# [Work to complete]
Using the records below, report how many lines include "dark", and give no more than the number.

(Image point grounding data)
-------

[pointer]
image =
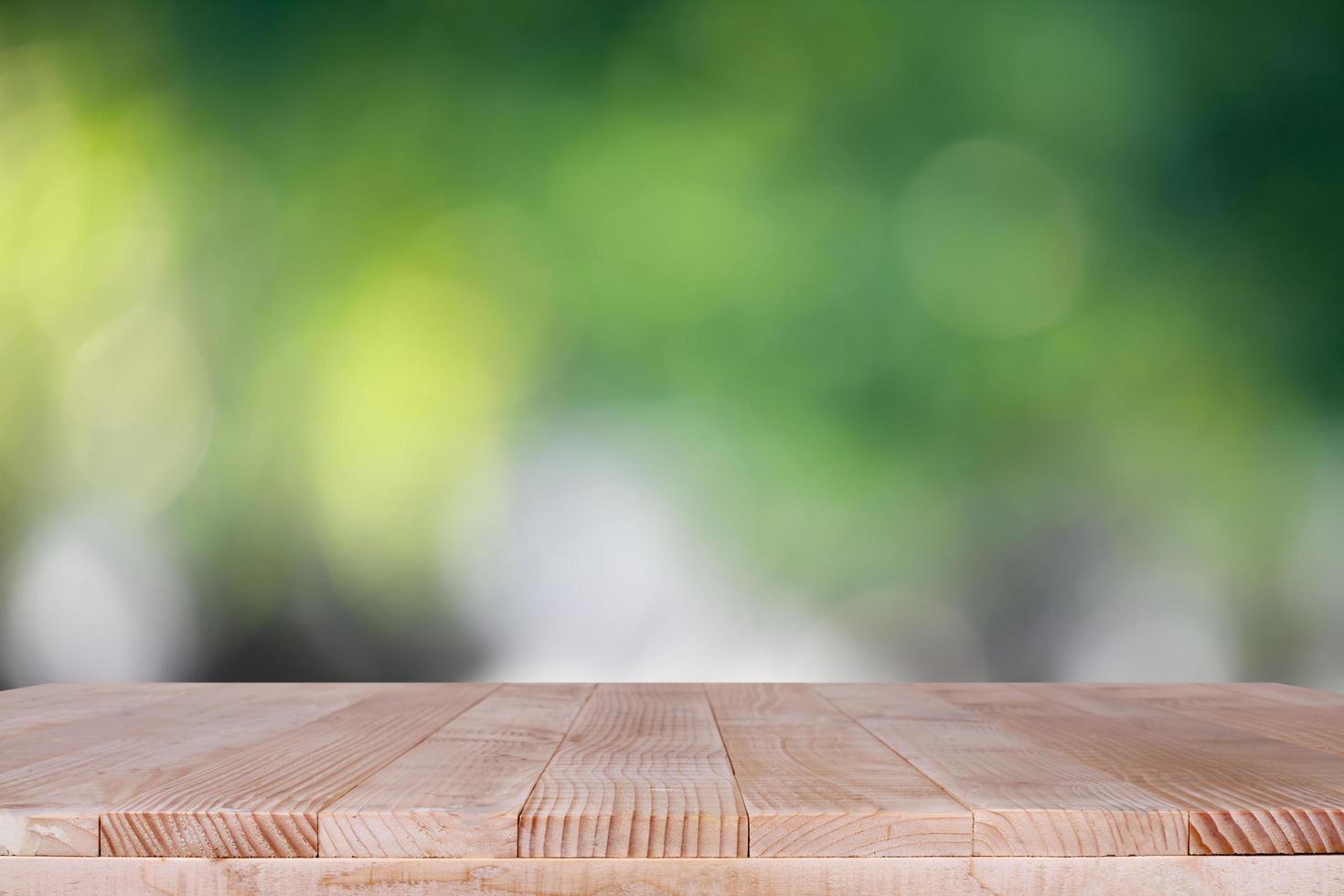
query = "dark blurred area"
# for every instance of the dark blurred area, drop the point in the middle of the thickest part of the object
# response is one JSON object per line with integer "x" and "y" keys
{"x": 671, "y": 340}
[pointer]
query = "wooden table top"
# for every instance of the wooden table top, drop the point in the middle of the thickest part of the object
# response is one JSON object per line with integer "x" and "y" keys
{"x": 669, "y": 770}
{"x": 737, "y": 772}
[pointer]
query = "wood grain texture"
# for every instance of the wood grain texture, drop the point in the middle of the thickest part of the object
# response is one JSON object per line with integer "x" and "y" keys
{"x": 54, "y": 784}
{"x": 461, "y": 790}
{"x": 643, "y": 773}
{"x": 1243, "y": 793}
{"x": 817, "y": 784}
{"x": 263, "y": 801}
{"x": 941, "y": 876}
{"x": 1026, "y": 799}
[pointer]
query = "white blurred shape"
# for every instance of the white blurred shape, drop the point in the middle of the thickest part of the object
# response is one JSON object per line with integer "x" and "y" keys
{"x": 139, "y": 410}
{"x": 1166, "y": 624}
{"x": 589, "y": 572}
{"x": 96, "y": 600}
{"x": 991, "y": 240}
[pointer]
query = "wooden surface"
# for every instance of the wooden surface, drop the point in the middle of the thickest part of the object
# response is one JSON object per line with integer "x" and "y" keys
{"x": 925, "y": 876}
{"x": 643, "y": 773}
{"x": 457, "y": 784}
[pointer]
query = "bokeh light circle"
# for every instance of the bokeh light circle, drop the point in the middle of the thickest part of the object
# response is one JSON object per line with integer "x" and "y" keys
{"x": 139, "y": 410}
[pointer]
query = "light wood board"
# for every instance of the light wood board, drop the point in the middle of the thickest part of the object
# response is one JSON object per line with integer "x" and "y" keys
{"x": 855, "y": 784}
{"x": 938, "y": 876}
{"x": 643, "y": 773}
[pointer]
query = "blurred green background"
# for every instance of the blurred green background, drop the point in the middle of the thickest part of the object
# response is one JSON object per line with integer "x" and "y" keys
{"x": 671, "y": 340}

-------

# [Solution for this task]
2